Extracted entries
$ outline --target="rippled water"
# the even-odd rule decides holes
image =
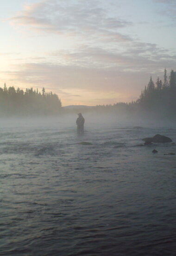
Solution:
[[[175,127],[85,117],[1,122],[0,255],[176,255]]]

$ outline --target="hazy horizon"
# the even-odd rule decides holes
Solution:
[[[1,87],[44,87],[63,106],[113,104],[137,100],[150,75],[176,69],[174,0],[7,0],[1,7]]]

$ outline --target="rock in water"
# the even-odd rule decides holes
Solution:
[[[171,142],[172,141],[169,137],[163,136],[163,135],[160,135],[160,134],[157,134],[153,137],[152,142],[157,143],[165,143],[165,142]]]
[[[153,150],[152,151],[152,153],[157,153],[158,152],[158,151],[157,151],[156,149],[153,149]]]
[[[142,139],[142,140],[145,141],[145,145],[151,144],[151,142],[165,143],[172,141],[172,140],[170,138],[169,138],[169,137],[160,135],[160,134],[157,134],[152,137],[144,138],[144,139]]]
[[[82,141],[82,142],[78,143],[78,144],[80,144],[81,145],[92,145],[92,143],[86,141]]]
[[[149,137],[149,138],[144,138],[144,139],[142,139],[142,140],[145,141],[145,145],[148,145],[149,144],[151,143],[151,142],[152,142],[152,139],[153,139],[153,138]]]

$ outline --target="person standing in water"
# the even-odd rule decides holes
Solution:
[[[84,132],[84,118],[81,113],[79,113],[78,117],[76,119],[77,132],[78,134],[82,134]]]

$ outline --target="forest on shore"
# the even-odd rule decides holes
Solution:
[[[60,113],[62,103],[56,94],[38,89],[25,91],[14,87],[0,88],[0,115],[2,116],[54,115]]]
[[[16,90],[13,87],[7,88],[5,84],[4,88],[0,88],[0,115],[25,116],[92,112],[175,119],[176,96],[176,72],[173,69],[169,76],[164,69],[163,81],[158,77],[155,83],[151,76],[148,85],[135,101],[91,107],[62,107],[57,95],[52,92],[46,92],[44,88],[41,93],[32,88],[24,91],[19,88]]]

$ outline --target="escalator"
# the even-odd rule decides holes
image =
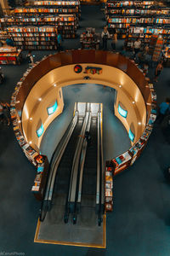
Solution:
[[[62,202],[62,204],[64,205],[66,200],[71,179],[72,160],[77,144],[78,136],[81,133],[82,126],[83,124],[83,118],[78,118],[77,124],[65,150],[64,155],[60,162],[54,183],[52,201],[53,206],[59,206],[60,202]]]
[[[72,222],[88,223],[100,226],[103,221],[103,149],[102,116],[100,107],[98,113],[91,114],[84,140],[76,184]],[[90,138],[90,139],[89,139]],[[77,218],[79,215],[79,218]],[[79,223],[80,223],[79,222]]]
[[[95,207],[96,183],[97,183],[97,136],[98,125],[97,118],[93,117],[90,125],[91,140],[88,145],[84,164],[82,188],[82,206]]]

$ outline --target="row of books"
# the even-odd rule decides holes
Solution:
[[[23,17],[23,18],[1,18],[0,22],[8,22],[8,23],[14,23],[14,22],[58,22],[60,24],[61,21],[65,22],[71,22],[74,21],[75,17],[72,16],[44,16],[44,17]],[[62,23],[61,23],[62,24]]]
[[[157,28],[157,27],[141,27],[141,26],[131,26],[129,27],[130,34],[170,34],[169,29]]]
[[[150,24],[170,24],[170,19],[157,19],[157,18],[109,18],[109,23],[128,23],[128,24],[139,24],[139,23],[150,23]]]
[[[113,210],[113,167],[105,167],[105,210]]]
[[[30,67],[26,72],[23,74],[23,77],[20,79],[20,81],[17,83],[14,91],[11,96],[10,102],[10,114],[11,119],[13,122],[13,129],[16,137],[16,139],[20,145],[22,150],[24,151],[26,156],[28,160],[32,162],[32,164],[36,166],[38,165],[38,159],[41,158],[39,154],[27,143],[26,140],[22,131],[21,131],[21,113],[16,110],[16,104],[20,102],[17,101],[17,95],[20,91],[20,89],[22,86],[22,81],[26,79],[26,77],[29,74],[31,68],[35,67],[38,62]]]
[[[153,1],[107,1],[107,7],[123,7],[123,6],[153,6]]]
[[[170,15],[170,9],[108,9],[107,14],[111,14],[111,15]]]
[[[79,5],[79,1],[34,1],[34,5]]]
[[[42,9],[38,9],[38,8],[31,8],[31,9],[14,9],[14,15],[20,15],[20,14],[42,14],[42,13],[45,13],[45,14],[51,14],[51,13],[77,13],[78,12],[78,8],[77,7],[74,7],[71,9],[45,9],[45,8],[42,8]]]
[[[147,86],[150,88],[151,96],[151,110],[149,121],[146,124],[146,126],[140,138],[131,147],[131,148],[112,160],[113,163],[116,165],[116,172],[123,171],[124,169],[127,169],[130,165],[133,164],[137,157],[144,149],[146,142],[148,141],[149,137],[151,134],[153,125],[156,119],[156,95],[154,90],[153,84],[149,84]]]

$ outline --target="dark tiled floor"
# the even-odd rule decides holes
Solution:
[[[90,8],[86,8],[84,15],[90,13]],[[98,28],[103,26],[104,20],[100,21]],[[78,48],[79,43],[65,40],[64,47]],[[49,53],[53,52],[35,51],[36,60]],[[26,67],[26,61],[20,67],[3,67],[6,80],[0,85],[0,99],[9,102]],[[151,69],[150,76],[153,72]],[[170,96],[169,78],[169,68],[164,68],[156,84],[158,103]],[[169,256],[170,184],[163,174],[170,165],[169,131],[166,120],[162,125],[156,125],[140,158],[116,177],[114,212],[107,215],[107,248],[96,249],[33,242],[39,209],[31,192],[35,169],[16,143],[12,127],[1,126],[0,253],[25,253],[26,256]]]

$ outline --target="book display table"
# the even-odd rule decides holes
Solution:
[[[0,64],[20,64],[22,60],[22,49],[17,49],[16,47],[1,47],[0,48]]]

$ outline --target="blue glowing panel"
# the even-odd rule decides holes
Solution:
[[[55,110],[57,109],[57,107],[58,107],[57,101],[55,101],[54,105],[47,108],[48,115],[54,113],[55,112]]]
[[[131,142],[133,142],[134,140],[134,134],[132,132],[132,131],[129,129],[129,131],[128,131],[128,137],[131,140]]]
[[[37,134],[37,137],[39,137],[40,136],[42,136],[42,134],[43,133],[43,131],[44,131],[44,129],[43,129],[43,125],[42,124],[42,125],[40,126],[40,128],[36,131],[36,132]]]
[[[121,105],[118,105],[118,113],[120,113],[120,115],[122,115],[122,117],[124,117],[126,119],[127,115],[128,115],[128,111],[124,110],[122,108],[121,108]]]

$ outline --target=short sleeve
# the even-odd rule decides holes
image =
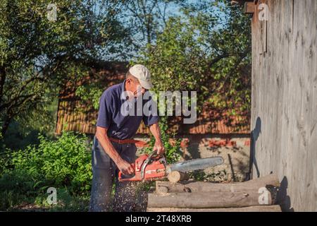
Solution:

What the task requires
Leave out the pictures and output every record above precisely as given.

Answer for this exercise
$ outline --target="rippled water"
# the even-odd rule decides holes
image =
Solution:
[[[175,127],[85,117],[1,122],[0,255],[176,255]]]

$ outline --target="hazy horizon"
# the even-odd rule decides holes
Solution:
[[[1,87],[44,87],[63,106],[113,104],[137,100],[150,75],[176,69],[174,0],[7,0],[1,7]]]

$ outline --target="rock in water"
# the even-odd rule decides holes
Solution:
[[[171,142],[172,141],[169,137],[163,136],[163,135],[160,135],[160,134],[157,134],[153,137],[152,142],[157,143],[165,143],[165,142]]]
[[[153,150],[152,151],[152,153],[157,153],[158,152],[158,151],[157,151],[156,149],[153,149]]]
[[[142,139],[142,140],[145,141],[145,145],[151,144],[151,142],[165,143],[172,141],[172,140],[170,138],[169,138],[169,137],[160,135],[160,134],[157,134],[152,137],[144,138],[144,139]]]
[[[82,141],[82,142],[78,143],[78,144],[80,144],[81,145],[92,145],[92,143],[86,141]]]
[[[149,137],[149,138],[144,138],[144,139],[142,139],[142,140],[145,141],[145,145],[148,145],[149,144],[151,143],[151,142],[152,142],[152,139],[153,139],[153,138]]]

$ outline --target="person standing in water"
# the even-odd rule decides holes
Solution:
[[[84,132],[84,118],[81,113],[79,113],[78,117],[76,119],[77,132],[78,134],[82,134]]]

$ outline --target="forest on shore"
# the even-odd rule decides holes
Solution:
[[[60,113],[62,103],[56,94],[38,89],[25,91],[14,87],[0,88],[0,115],[2,116],[54,115]]]
[[[16,90],[13,87],[7,88],[5,84],[4,88],[0,88],[0,115],[25,116],[92,112],[175,119],[176,96],[176,72],[173,69],[169,76],[164,69],[163,81],[158,77],[155,83],[151,76],[148,85],[135,101],[91,107],[62,107],[57,95],[52,92],[46,92],[44,88],[41,93],[32,88],[24,91],[19,88]]]

$ outline --target="escalator"
# the even-odd rule decides holes
image =
Solution:
[[[62,202],[62,204],[64,205],[66,200],[71,179],[72,160],[77,144],[78,136],[81,133],[82,126],[83,124],[83,118],[78,118],[77,124],[65,150],[64,155],[60,162],[54,183],[52,201],[53,206],[59,206],[60,202]]]
[[[72,222],[88,223],[100,226],[103,221],[103,149],[102,116],[100,107],[98,113],[91,114],[84,140],[76,184]],[[90,138],[90,139],[89,139]],[[77,218],[79,215],[79,218]],[[79,223],[80,223],[79,222]]]
[[[95,207],[96,183],[97,183],[97,136],[98,125],[97,118],[93,117],[90,125],[91,140],[88,145],[84,164],[82,188],[82,206]]]

$ outline --target="row of books"
# the even-odd rule decides holes
Solution:
[[[23,17],[23,18],[1,18],[0,22],[8,22],[8,23],[14,23],[14,22],[58,22],[60,24],[61,21],[65,22],[71,22],[74,21],[75,17],[72,16],[44,16],[44,17]],[[62,23],[61,23],[62,24]]]
[[[157,28],[157,27],[141,27],[141,26],[131,26],[129,27],[130,34],[170,34],[169,29]]]
[[[150,24],[170,24],[170,19],[157,19],[157,18],[109,18],[109,23],[128,23],[128,24],[139,24],[139,23],[150,23]]]
[[[113,210],[113,167],[105,167],[105,210]]]
[[[30,67],[26,72],[23,74],[23,77],[20,79],[20,81],[17,83],[14,91],[11,96],[10,102],[10,114],[11,119],[13,122],[13,129],[16,137],[16,139],[20,145],[22,150],[24,151],[26,156],[28,160],[32,162],[32,164],[36,166],[38,165],[38,159],[41,158],[39,154],[27,143],[26,140],[22,131],[21,131],[21,113],[16,110],[16,104],[20,102],[17,101],[17,95],[20,91],[20,89],[22,86],[22,81],[26,79],[26,77],[29,74],[31,68],[35,67],[38,62]]]
[[[153,1],[107,1],[107,7],[123,7],[123,6],[153,6]]]
[[[170,15],[170,9],[108,9],[107,14],[111,14],[111,15]]]
[[[79,5],[79,1],[34,1],[34,5]]]
[[[42,9],[38,9],[38,8],[31,8],[31,9],[14,9],[14,15],[20,15],[20,14],[42,14],[42,13],[45,13],[45,14],[51,14],[51,13],[77,13],[78,12],[78,8],[77,7],[74,7],[71,9],[45,9],[45,8],[42,8]]]
[[[147,86],[150,88],[151,96],[151,110],[149,121],[146,124],[146,126],[140,138],[131,147],[131,148],[112,160],[113,163],[116,165],[116,172],[123,171],[124,169],[127,169],[130,165],[133,164],[137,157],[144,149],[146,142],[148,141],[149,137],[151,134],[153,125],[156,119],[156,95],[154,90],[153,84],[149,84]]]

$ outline --target="dark tiled floor"
# the even-odd rule decides holes
Solution:
[[[90,8],[86,8],[84,15],[90,13]],[[98,28],[103,26],[104,20],[100,21]],[[78,48],[79,43],[65,40],[64,47]],[[49,53],[53,52],[35,51],[36,60]],[[26,67],[26,61],[20,67],[3,67],[6,80],[0,85],[0,99],[9,102]],[[151,69],[150,76],[153,72]],[[170,96],[169,78],[169,68],[164,68],[156,84],[158,103]],[[169,256],[170,184],[163,174],[170,165],[169,131],[166,120],[162,125],[156,125],[140,158],[116,177],[114,212],[107,215],[107,248],[96,249],[33,242],[39,209],[31,192],[35,169],[16,143],[12,127],[1,126],[0,253],[25,253],[26,256]]]

$ outline --target="book display table"
# the even-odd rule decides holes
Solution:
[[[0,64],[20,64],[22,60],[22,49],[17,49],[16,47],[1,47],[0,48]]]

$ outline --target="blue glowing panel"
# the even-odd rule decides holes
Solution:
[[[55,110],[57,109],[57,107],[58,107],[57,101],[55,101],[54,105],[47,108],[48,115],[54,113],[55,112]]]
[[[131,142],[133,142],[134,140],[134,134],[132,132],[132,131],[129,129],[129,131],[128,131],[128,137],[131,140]]]
[[[37,134],[37,137],[39,137],[40,136],[42,136],[42,134],[43,133],[43,131],[44,131],[44,129],[43,129],[43,125],[42,124],[42,125],[40,126],[40,128],[36,131],[36,132]]]
[[[121,105],[118,105],[118,113],[120,113],[120,115],[122,115],[122,117],[124,117],[126,119],[127,115],[128,115],[128,111],[124,110],[122,108],[121,108]]]

$ outline --target=short sleeve
# the even-odd rule decides holes
image =
Solution:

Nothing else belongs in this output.